--- START OF DATA SUPPLIED ---
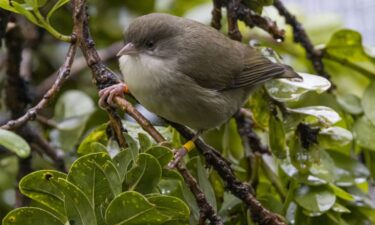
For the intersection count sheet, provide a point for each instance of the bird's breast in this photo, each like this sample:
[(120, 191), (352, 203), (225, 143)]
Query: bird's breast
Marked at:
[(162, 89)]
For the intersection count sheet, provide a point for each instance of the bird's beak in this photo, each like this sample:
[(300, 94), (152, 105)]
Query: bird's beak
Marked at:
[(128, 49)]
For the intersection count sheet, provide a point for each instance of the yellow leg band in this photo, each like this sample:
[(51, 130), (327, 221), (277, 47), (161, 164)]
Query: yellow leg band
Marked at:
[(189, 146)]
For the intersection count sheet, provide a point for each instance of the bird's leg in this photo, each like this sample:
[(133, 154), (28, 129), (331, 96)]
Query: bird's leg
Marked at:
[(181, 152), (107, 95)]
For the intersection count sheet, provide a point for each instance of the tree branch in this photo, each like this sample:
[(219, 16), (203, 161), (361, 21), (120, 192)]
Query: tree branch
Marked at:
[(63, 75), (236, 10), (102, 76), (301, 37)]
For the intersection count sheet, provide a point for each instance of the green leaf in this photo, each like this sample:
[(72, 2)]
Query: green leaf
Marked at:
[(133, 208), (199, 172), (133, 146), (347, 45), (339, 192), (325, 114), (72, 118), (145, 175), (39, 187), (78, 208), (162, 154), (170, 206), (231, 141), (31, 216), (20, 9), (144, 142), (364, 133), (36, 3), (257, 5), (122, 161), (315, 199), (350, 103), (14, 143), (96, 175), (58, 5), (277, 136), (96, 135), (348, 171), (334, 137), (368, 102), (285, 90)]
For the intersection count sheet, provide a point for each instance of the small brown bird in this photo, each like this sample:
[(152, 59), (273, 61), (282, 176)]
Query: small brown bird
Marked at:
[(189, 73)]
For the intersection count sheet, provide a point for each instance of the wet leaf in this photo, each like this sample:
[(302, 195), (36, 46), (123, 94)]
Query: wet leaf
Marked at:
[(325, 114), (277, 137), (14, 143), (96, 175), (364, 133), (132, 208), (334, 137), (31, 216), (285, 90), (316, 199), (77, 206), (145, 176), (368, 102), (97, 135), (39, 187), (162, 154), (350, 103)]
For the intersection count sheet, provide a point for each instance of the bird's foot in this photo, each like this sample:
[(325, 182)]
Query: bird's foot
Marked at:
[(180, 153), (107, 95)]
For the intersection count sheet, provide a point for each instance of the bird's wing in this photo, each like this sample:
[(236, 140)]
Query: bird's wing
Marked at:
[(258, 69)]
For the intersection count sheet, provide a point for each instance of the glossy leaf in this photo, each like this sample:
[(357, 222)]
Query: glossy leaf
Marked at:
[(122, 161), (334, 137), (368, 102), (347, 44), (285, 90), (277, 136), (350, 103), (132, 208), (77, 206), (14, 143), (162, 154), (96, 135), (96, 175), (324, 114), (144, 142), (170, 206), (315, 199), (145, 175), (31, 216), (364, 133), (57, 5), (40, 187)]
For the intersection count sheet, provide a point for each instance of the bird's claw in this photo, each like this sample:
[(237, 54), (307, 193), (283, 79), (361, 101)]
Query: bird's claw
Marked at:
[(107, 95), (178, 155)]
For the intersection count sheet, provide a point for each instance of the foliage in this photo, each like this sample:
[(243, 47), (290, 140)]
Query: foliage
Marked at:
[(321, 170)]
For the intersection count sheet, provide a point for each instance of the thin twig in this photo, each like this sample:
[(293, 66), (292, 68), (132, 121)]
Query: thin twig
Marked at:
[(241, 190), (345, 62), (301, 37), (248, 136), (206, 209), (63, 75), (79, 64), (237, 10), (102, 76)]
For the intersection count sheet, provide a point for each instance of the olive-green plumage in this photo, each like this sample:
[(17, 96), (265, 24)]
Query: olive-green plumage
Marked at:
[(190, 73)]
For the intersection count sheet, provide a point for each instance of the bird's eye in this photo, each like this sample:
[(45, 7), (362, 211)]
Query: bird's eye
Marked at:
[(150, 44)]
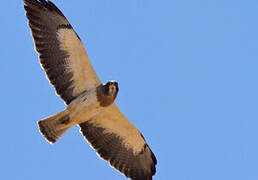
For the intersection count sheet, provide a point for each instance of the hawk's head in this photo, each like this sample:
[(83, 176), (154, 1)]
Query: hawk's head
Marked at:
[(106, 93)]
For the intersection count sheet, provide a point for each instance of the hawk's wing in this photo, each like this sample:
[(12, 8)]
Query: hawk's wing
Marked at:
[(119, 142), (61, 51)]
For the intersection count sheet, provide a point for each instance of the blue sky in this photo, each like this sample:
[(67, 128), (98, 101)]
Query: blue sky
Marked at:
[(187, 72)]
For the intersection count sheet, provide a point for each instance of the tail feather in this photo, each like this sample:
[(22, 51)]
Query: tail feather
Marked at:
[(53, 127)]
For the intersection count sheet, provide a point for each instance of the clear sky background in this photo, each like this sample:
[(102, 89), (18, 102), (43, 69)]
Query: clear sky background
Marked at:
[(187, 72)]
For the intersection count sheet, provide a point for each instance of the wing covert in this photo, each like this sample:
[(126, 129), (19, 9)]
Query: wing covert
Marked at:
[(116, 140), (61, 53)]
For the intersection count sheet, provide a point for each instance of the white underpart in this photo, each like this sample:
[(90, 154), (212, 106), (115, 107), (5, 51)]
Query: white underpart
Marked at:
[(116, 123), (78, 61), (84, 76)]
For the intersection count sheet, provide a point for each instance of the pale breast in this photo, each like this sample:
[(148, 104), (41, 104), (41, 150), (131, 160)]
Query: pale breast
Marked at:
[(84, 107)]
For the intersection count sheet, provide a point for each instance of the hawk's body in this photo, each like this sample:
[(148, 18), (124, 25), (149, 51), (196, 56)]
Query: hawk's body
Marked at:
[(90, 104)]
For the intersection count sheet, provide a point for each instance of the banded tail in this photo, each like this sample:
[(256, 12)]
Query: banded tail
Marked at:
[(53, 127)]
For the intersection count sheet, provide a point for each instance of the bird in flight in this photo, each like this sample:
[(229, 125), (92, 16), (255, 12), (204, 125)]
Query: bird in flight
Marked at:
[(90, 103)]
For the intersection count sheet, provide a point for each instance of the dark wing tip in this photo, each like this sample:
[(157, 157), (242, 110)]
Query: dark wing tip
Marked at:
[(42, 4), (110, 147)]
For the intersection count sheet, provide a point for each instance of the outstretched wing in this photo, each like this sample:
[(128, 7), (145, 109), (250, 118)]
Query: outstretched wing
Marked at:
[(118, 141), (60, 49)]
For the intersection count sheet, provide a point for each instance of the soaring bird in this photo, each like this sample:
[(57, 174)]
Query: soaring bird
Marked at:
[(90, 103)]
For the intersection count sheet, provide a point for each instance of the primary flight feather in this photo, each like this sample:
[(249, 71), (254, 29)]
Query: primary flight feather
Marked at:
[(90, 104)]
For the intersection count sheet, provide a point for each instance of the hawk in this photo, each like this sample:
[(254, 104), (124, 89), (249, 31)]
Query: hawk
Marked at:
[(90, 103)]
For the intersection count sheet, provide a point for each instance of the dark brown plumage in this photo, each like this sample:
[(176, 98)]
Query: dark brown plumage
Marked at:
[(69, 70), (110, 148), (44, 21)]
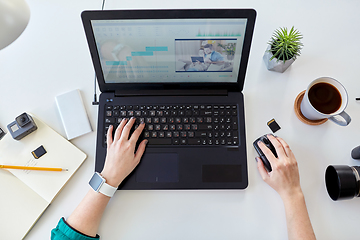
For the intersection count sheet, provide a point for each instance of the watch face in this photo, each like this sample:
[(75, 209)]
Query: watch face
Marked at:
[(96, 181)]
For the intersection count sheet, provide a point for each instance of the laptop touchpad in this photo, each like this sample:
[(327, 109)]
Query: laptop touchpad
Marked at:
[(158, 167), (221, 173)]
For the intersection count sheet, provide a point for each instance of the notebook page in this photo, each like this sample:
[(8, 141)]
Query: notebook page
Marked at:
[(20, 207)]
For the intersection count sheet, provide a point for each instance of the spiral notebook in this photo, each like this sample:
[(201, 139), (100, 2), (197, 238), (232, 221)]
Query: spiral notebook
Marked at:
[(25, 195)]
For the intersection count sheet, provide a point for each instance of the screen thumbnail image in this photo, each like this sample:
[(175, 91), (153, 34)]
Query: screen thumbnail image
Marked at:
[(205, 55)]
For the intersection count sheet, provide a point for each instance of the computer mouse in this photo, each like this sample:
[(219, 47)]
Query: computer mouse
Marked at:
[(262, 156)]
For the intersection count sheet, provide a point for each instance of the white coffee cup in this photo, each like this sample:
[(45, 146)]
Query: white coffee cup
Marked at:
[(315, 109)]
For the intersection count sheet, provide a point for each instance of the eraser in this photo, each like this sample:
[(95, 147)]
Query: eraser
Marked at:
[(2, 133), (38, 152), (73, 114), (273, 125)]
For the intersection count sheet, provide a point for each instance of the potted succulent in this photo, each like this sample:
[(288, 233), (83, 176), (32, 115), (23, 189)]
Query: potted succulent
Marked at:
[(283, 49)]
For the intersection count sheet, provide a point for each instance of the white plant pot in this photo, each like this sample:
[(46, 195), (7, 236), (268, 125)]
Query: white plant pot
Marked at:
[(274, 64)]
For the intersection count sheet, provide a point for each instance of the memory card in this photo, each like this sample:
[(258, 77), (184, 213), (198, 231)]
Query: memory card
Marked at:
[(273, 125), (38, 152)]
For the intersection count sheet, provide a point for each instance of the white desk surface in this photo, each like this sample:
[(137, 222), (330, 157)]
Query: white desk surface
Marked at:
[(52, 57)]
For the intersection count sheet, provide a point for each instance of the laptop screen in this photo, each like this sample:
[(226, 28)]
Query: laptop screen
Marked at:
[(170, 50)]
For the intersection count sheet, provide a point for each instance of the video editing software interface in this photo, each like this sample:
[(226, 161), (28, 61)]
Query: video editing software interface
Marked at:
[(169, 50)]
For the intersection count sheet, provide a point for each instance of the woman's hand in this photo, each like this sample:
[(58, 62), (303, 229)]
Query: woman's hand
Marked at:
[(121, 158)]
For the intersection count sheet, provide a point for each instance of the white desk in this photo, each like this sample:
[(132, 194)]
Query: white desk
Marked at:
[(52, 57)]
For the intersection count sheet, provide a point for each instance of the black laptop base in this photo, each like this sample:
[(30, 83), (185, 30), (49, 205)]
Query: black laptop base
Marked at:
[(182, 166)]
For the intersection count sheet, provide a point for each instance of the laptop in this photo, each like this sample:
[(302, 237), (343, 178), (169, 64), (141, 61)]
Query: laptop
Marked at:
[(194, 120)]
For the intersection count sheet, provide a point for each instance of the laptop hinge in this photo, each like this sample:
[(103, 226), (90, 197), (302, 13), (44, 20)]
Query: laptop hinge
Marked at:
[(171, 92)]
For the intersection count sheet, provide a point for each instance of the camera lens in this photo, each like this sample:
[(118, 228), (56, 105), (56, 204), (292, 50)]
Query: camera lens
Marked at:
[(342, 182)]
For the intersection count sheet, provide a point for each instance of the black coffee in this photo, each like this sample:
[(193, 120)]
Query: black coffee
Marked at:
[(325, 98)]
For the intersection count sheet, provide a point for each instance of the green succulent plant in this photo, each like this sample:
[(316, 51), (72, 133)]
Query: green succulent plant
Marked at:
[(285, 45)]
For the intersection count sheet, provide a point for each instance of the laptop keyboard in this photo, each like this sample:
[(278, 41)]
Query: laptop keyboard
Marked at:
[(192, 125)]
--- END OF DATA SUPPLIED ---
Rewrite everything from the line containing "the laptop touchpad" down to the line containing "[(273, 125), (38, 152)]", both included, keeping the requests and their sample coordinates unchanged. Raise every coordinate in the marked answers by 45.

For the intersection count sheet, provide a point for each instance of the laptop touchpad in this photo, each like this sample:
[(327, 109)]
Query: laptop touchpad
Marked at:
[(203, 212), (266, 218)]
For the intersection count sheet, provide a point for each instance of the notebook page in this photo, each like this sample:
[(8, 141)]
Query: notebook page
Marked at:
[(65, 252)]
For the intersection count sheet, provide a point for each instance of the spiral notebook in this photo, each like this sample:
[(201, 139), (100, 2), (197, 238), (232, 221)]
Query: spiral notebook
Marked at:
[(70, 240)]
For the intersection count sheet, provide a point for each instance of the screen thumbnail image in this photo, each like this sample:
[(175, 91), (153, 34)]
Query: screen thumbnail image
Marked at:
[(250, 100)]
For the intersection count sheet, provide a point for each instance of the computer mouse in this photo, each like this sample:
[(219, 47)]
Query: computer mouse
Marked at:
[(307, 201)]
For the intersection count sheet, provide a point for each instance of the white coffee cup in this photo, each like this sample:
[(45, 146)]
Query: white coffee cup
Marked at:
[(360, 154)]
For the intersection count sheet, provide a point for each instance of the eraser in this photo, each like this sample:
[(95, 147)]
Query: eraser
Marked at:
[(47, 178), (83, 197), (118, 159), (318, 170)]
For the intersection count sheet, provide a point for each instance of the potted succulent in this photo, each like this sample:
[(288, 233), (83, 176), (32, 115), (23, 189)]
Query: potted succulent
Marked at:
[(328, 94)]
For the intersection count sheet, provide a point for each instance of the white plant pot in this photo, each like this sample:
[(46, 195), (7, 236), (268, 125)]
Query: white plant pot
Marked at:
[(319, 109)]
For the intersection count sheet, provide a point for each instance of the memory card in this photo, each like this sample:
[(258, 77), (184, 213), (198, 231)]
Query: memory card
Marked at:
[(318, 170), (83, 197)]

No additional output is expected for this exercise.